■ Input ■
<<<<

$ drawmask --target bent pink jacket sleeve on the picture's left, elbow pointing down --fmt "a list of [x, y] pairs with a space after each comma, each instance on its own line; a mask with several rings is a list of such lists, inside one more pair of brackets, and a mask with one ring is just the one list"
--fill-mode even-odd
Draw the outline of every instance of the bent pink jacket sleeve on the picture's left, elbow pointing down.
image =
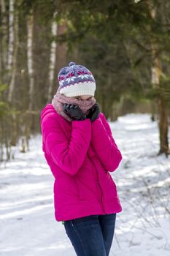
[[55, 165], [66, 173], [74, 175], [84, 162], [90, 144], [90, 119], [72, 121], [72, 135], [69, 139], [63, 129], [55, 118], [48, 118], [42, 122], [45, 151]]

>>>>
<<<<

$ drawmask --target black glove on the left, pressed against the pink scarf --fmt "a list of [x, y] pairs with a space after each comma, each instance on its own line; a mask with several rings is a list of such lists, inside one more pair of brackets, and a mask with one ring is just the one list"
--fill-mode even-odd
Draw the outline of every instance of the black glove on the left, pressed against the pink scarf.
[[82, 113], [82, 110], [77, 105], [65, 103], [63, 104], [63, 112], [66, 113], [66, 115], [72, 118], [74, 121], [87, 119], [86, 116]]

>>>>

■ Try it ■
In the records above, find each line that mentions the word "ring", and copy it.

■ Task result ■
$ drawmask --target bent pink jacket sleeve on the picture's left, elbow pointing down --fmt "a list of [x, y] pairs with a space after each comma, each instance on its own line; a mask with several rings is a list of such lists, inside one more pair of brackets, and a mask with one ring is just the one list"
$ drawmask --target black glove on the left, pressed against the pink scarf --fmt "a list of [x, y] pairs with a space after each comma, each instance on its own line; a mask with several rings is a list of such lists, inside one more pair of brackets, and a mask with one ring is just the one list"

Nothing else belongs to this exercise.